PROBLEM REQUIREMENTS - Please repeat the whole listing exactly, but leave the pictures out.

RECORDED DATA -
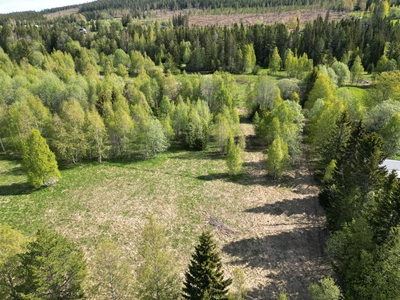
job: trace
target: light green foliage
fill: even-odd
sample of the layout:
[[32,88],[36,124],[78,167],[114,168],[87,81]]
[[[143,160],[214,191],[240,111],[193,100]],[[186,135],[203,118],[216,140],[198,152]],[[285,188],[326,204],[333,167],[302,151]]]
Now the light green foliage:
[[232,272],[232,286],[229,300],[244,300],[247,295],[246,278],[241,268],[236,267]]
[[342,299],[339,287],[331,277],[321,279],[319,284],[310,286],[313,300],[339,300]]
[[238,175],[242,172],[243,150],[240,148],[240,145],[233,142],[233,139],[230,142],[228,149],[226,164],[228,166],[229,175]]
[[293,51],[289,48],[286,51],[285,71],[288,77],[295,77],[298,68],[298,59],[293,55]]
[[367,131],[380,132],[387,122],[396,113],[400,113],[400,103],[397,101],[383,101],[371,109],[365,120]]
[[46,56],[44,67],[64,82],[68,82],[75,75],[75,63],[71,54],[59,50]]
[[285,55],[285,71],[288,77],[296,77],[303,79],[306,74],[312,71],[313,62],[308,59],[307,53],[297,57],[291,49],[286,51]]
[[296,162],[301,155],[303,126],[300,105],[293,101],[280,101],[271,112],[263,114],[256,126],[256,134],[267,146],[278,136],[281,137],[288,145],[291,162]]
[[377,19],[383,19],[387,17],[389,15],[389,9],[390,5],[388,1],[384,0],[377,2],[373,11],[374,17]]
[[308,100],[305,103],[306,109],[311,109],[317,99],[329,100],[332,99],[335,93],[335,86],[330,77],[323,73],[318,73],[317,80],[310,93]]
[[87,150],[85,111],[77,100],[71,99],[63,103],[60,118],[66,135],[58,136],[56,130],[53,139],[57,140],[57,145],[64,145],[65,152],[60,151],[59,148],[57,152],[62,153],[62,158],[71,159],[73,163],[76,163],[85,155]]
[[117,65],[117,70],[115,72],[118,76],[121,76],[123,78],[126,78],[129,76],[128,74],[128,70],[126,69],[126,67],[123,64],[118,64]]
[[299,104],[300,103],[300,96],[296,92],[293,92],[293,94],[290,96],[289,100]]
[[246,44],[243,47],[243,72],[249,73],[256,65],[256,54],[252,44]]
[[288,100],[296,93],[299,96],[300,87],[299,87],[299,80],[297,79],[282,79],[279,80],[276,84],[281,92],[282,99]]
[[276,298],[276,299],[277,300],[287,300],[286,293],[280,292],[278,298]]
[[303,53],[298,59],[298,72],[297,78],[304,79],[304,77],[313,70],[313,61],[308,58],[307,53]]
[[216,72],[201,81],[202,99],[208,103],[212,113],[219,113],[224,105],[232,108],[235,93],[235,89],[231,89],[232,80],[231,75]]
[[374,90],[379,102],[392,99],[400,100],[400,71],[382,72],[375,77]]
[[108,148],[107,130],[103,119],[94,107],[86,114],[85,129],[89,152],[97,155],[97,159],[101,163]]
[[23,165],[33,187],[53,184],[61,177],[56,158],[37,129],[32,129],[22,149]]
[[357,55],[356,59],[353,62],[353,65],[351,66],[351,69],[350,69],[351,82],[358,83],[363,78],[363,73],[364,73],[364,67],[361,63],[360,56]]
[[387,71],[386,65],[388,62],[389,62],[389,59],[387,58],[387,56],[385,54],[383,54],[379,58],[378,62],[376,63],[376,68],[374,69],[374,71],[377,73]]
[[18,299],[15,290],[18,280],[16,269],[19,263],[18,254],[23,253],[27,241],[17,230],[0,224],[0,298]]
[[165,229],[150,216],[140,241],[139,255],[143,262],[137,269],[138,299],[179,299],[180,278],[168,248]]
[[107,103],[104,119],[112,153],[121,157],[129,156],[133,150],[131,142],[133,141],[135,122],[130,116],[126,99],[118,97],[113,105]]
[[262,76],[254,87],[254,102],[262,109],[272,109],[281,101],[279,88],[268,76]]
[[50,111],[59,111],[62,102],[65,100],[65,84],[55,74],[49,71],[44,73],[37,86],[33,89],[34,94],[42,100]]
[[[0,51],[2,50],[0,49]],[[13,98],[12,79],[2,69],[0,69],[0,81],[0,104],[11,103]]]
[[229,137],[235,136],[239,132],[237,109],[223,106],[221,112],[215,117],[213,127],[213,135],[217,140],[219,150],[221,154],[226,154]]
[[229,120],[223,114],[218,114],[215,117],[214,135],[217,139],[221,154],[225,154],[227,150],[227,141],[233,134]]
[[122,49],[117,49],[114,53],[113,65],[118,66],[119,64],[123,65],[126,69],[129,69],[131,65],[129,55]]
[[211,232],[203,232],[185,273],[183,297],[227,300],[231,283],[232,279],[224,279],[221,258]]
[[191,43],[188,41],[182,40],[179,44],[179,51],[182,56],[182,61],[184,64],[187,64],[191,55]]
[[275,179],[280,178],[289,162],[288,146],[277,137],[268,149],[267,170]]
[[131,299],[133,278],[129,261],[111,241],[99,243],[93,259],[93,290],[104,299]]
[[318,72],[328,75],[334,86],[337,86],[338,76],[336,72],[329,66],[318,65]]
[[276,74],[281,69],[281,65],[282,65],[282,59],[279,55],[278,48],[275,47],[269,59],[268,69],[271,72],[271,74]]
[[148,123],[139,123],[139,131],[140,152],[145,159],[155,157],[168,149],[168,139],[158,119],[153,117]]
[[400,151],[400,113],[395,113],[380,131],[383,138],[383,150],[394,157]]
[[83,299],[83,252],[58,233],[39,230],[19,255],[18,291],[26,299]]
[[22,150],[22,143],[34,128],[35,118],[27,101],[14,102],[8,108],[9,132],[16,149]]
[[350,70],[349,67],[340,61],[335,61],[332,64],[332,69],[335,71],[337,75],[337,85],[343,86],[350,79]]
[[206,102],[198,100],[192,103],[188,112],[188,122],[184,128],[184,142],[189,149],[203,150],[209,138],[211,114]]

EXERCISE ANSWER -
job: trace
target: light green foliage
fill: even-odd
sample of the layout:
[[32,88],[36,124],[78,167],[114,168],[87,81]]
[[[143,160],[214,191],[240,111],[193,100]],[[186,135],[203,118],[216,140],[198,152]],[[285,188],[326,204],[333,167],[302,151]]]
Now the light green foliage:
[[232,272],[232,286],[229,300],[244,300],[247,295],[246,278],[241,268],[236,267]]
[[342,299],[339,287],[331,277],[321,279],[319,284],[310,286],[313,300],[339,300]]
[[238,175],[242,172],[243,150],[240,148],[240,145],[233,142],[233,139],[230,142],[228,149],[226,164],[228,166],[229,175]]
[[293,51],[289,48],[286,51],[285,71],[288,77],[295,77],[298,68],[298,59],[293,55]]
[[367,131],[380,132],[387,122],[396,113],[400,113],[400,103],[397,101],[383,101],[371,109],[365,120]]
[[46,56],[44,67],[64,82],[68,82],[75,75],[75,63],[71,54],[59,50]]
[[285,55],[285,71],[288,77],[296,77],[303,79],[306,74],[312,71],[313,62],[308,59],[307,53],[297,57],[291,49],[286,51]]
[[296,162],[301,155],[303,126],[300,105],[293,101],[280,101],[271,112],[263,114],[256,126],[256,134],[267,146],[278,136],[281,137],[288,145],[291,162]]
[[377,19],[383,19],[387,17],[389,15],[389,9],[390,5],[388,1],[384,0],[377,2],[373,11],[374,17]]
[[308,100],[305,103],[306,109],[311,109],[317,99],[329,100],[332,99],[335,93],[335,86],[330,77],[323,73],[318,73],[317,80],[310,93]]
[[87,150],[85,111],[77,100],[71,99],[63,103],[60,118],[66,135],[58,136],[56,130],[53,139],[57,140],[57,145],[64,145],[65,152],[60,151],[59,148],[57,152],[62,153],[62,158],[71,159],[73,163],[76,163],[85,155]]
[[117,65],[117,70],[115,72],[118,76],[121,76],[123,78],[126,78],[129,76],[128,74],[128,70],[126,69],[126,67],[123,64],[118,64]]
[[299,104],[300,103],[300,96],[296,92],[293,92],[293,94],[290,96],[289,100]]
[[246,44],[243,47],[243,72],[249,73],[256,65],[256,54],[252,44]]
[[288,100],[296,93],[299,96],[300,87],[299,87],[299,80],[297,79],[282,79],[279,80],[276,84],[281,92],[282,99]]
[[276,298],[276,299],[277,300],[287,300],[286,293],[280,292],[278,298]]
[[303,53],[298,59],[298,72],[297,78],[304,79],[304,77],[313,70],[313,61],[308,58],[307,53]]
[[216,72],[201,81],[202,99],[208,103],[212,113],[219,113],[224,105],[232,108],[235,93],[235,89],[231,89],[232,80],[231,75]]
[[374,90],[379,102],[392,99],[400,100],[400,71],[382,72],[375,77]]
[[108,148],[107,130],[103,119],[94,107],[86,114],[85,129],[89,152],[97,155],[97,159],[101,163]]
[[23,165],[33,187],[53,184],[61,177],[56,158],[37,129],[32,129],[22,149]]
[[357,55],[356,59],[353,62],[353,65],[351,66],[351,69],[350,69],[351,82],[358,83],[363,78],[363,73],[364,73],[364,67],[361,63],[360,56]]
[[387,71],[386,65],[388,62],[389,62],[389,59],[387,58],[387,56],[385,54],[383,54],[379,58],[378,62],[376,63],[376,68],[374,69],[374,71],[377,73]]
[[18,299],[15,290],[18,280],[16,269],[19,263],[18,254],[23,253],[27,241],[17,230],[0,224],[0,298]]
[[165,229],[150,216],[140,241],[139,255],[143,262],[137,269],[138,299],[179,299],[180,278],[168,248]]
[[107,103],[104,119],[112,153],[121,157],[129,156],[133,150],[131,142],[133,141],[135,122],[130,116],[126,99],[118,97],[113,105]]
[[262,76],[254,87],[254,102],[262,109],[272,109],[281,101],[279,88],[268,76]]
[[50,111],[59,111],[62,102],[65,100],[65,84],[55,74],[49,71],[44,73],[37,86],[33,89],[34,94],[42,100]]
[[[0,51],[2,50],[0,49]],[[13,98],[12,79],[2,69],[0,69],[0,81],[0,104],[11,103]]]
[[229,137],[235,136],[239,132],[237,109],[223,106],[221,112],[215,117],[213,127],[213,135],[217,140],[219,150],[221,154],[226,154]]
[[229,120],[223,114],[218,114],[215,117],[214,135],[217,139],[221,154],[225,154],[227,150],[227,141],[233,134]]
[[122,49],[117,49],[114,53],[113,65],[118,66],[119,64],[123,65],[126,69],[129,69],[131,65],[129,55]]
[[211,232],[203,232],[185,273],[183,297],[227,300],[231,283],[232,279],[224,279],[221,258]]
[[191,43],[188,41],[182,40],[179,44],[179,51],[182,56],[182,61],[184,64],[187,64],[191,55]]
[[275,179],[280,178],[289,162],[288,146],[277,137],[268,149],[267,170]]
[[131,299],[133,278],[129,261],[111,241],[99,243],[93,259],[93,290],[104,299]]
[[318,72],[328,75],[334,86],[337,86],[338,76],[336,72],[329,66],[318,65]]
[[276,74],[281,69],[281,65],[282,65],[282,59],[279,55],[278,48],[275,47],[269,59],[268,69],[271,72],[271,74]]
[[148,123],[139,123],[139,131],[140,152],[145,159],[155,157],[168,149],[168,139],[158,119],[153,117]]
[[400,151],[400,113],[395,113],[380,131],[383,138],[383,150],[394,157]]
[[83,299],[83,252],[58,233],[39,230],[19,255],[18,291],[26,299]]
[[22,150],[22,143],[34,128],[35,118],[27,101],[14,102],[8,108],[9,132],[16,149]]
[[350,70],[349,67],[340,61],[335,61],[332,64],[332,69],[335,71],[337,75],[337,85],[343,86],[350,79]]
[[206,102],[198,100],[192,103],[188,112],[188,122],[184,128],[184,142],[189,149],[203,150],[209,138],[211,114]]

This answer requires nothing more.